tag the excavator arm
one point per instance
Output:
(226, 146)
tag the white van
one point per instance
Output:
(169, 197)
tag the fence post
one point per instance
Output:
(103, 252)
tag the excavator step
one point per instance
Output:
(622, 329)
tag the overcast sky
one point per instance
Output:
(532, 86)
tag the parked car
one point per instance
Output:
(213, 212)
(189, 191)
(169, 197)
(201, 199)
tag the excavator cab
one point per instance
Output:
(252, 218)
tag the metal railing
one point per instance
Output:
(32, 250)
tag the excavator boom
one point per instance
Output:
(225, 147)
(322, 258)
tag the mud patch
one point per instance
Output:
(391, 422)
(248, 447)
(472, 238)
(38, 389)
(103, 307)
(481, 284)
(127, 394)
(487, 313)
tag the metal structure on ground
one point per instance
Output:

++++++++++

All the records above need to be output exactly, with none omitted.

tag the excavator arm
one point per instance
Output:
(226, 146)
tag the white van
one point per instance
Output:
(169, 197)
tag the fence post
one point per instance
Output:
(103, 252)
tag the excavator step
one point per instance
Output:
(622, 329)
tag the overcast sky
one point per instance
Output:
(532, 86)
tag the parked car
one point per instance
Output:
(213, 212)
(189, 191)
(169, 197)
(201, 199)
tag the excavator cab
one point per instance
Output:
(252, 218)
tag the metal railing
one point per instance
Output:
(32, 250)
tag the excavator boom
one point per instance
Output:
(225, 147)
(322, 258)
tag the mud patch
one point per instance
Output:
(391, 422)
(248, 447)
(472, 238)
(38, 389)
(103, 307)
(481, 284)
(127, 394)
(487, 313)
tag the metal structure on ground
one point per instance
Output:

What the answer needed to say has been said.